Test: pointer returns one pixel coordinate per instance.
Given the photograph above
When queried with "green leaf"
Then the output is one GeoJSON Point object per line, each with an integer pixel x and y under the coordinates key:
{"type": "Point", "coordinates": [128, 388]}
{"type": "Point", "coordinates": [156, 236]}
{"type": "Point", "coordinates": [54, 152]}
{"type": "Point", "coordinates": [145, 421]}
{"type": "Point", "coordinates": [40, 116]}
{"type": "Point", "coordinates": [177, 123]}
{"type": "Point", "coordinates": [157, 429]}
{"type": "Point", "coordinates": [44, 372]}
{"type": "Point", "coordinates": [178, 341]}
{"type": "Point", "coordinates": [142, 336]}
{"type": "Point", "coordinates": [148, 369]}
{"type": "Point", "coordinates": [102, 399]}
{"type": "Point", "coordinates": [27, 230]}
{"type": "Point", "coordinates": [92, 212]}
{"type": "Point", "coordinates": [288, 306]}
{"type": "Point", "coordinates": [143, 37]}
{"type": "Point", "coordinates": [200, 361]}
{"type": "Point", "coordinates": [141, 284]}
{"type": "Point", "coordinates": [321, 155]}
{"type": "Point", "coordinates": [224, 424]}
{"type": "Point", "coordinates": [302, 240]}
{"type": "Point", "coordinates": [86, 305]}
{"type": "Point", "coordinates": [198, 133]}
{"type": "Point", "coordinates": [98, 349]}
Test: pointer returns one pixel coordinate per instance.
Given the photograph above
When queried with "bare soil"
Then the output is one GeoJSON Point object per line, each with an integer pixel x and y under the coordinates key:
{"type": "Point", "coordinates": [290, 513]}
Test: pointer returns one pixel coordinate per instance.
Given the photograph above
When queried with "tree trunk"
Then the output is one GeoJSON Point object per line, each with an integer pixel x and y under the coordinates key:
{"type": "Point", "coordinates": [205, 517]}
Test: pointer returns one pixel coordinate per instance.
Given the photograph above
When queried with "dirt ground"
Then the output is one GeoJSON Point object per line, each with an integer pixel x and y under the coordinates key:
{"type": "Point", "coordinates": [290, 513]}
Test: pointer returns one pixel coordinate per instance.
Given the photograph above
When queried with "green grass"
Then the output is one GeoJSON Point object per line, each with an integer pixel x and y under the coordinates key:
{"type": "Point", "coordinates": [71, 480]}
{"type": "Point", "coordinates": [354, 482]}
________
*WORK ORDER*. The word "When" appears in some lines above. Return every one of those lines.

*ANSWER*.
When queried with "green leaf"
When queried with "bare soil"
When queried with "tree trunk"
When queried with "dirt ground"
When queried with "green grass"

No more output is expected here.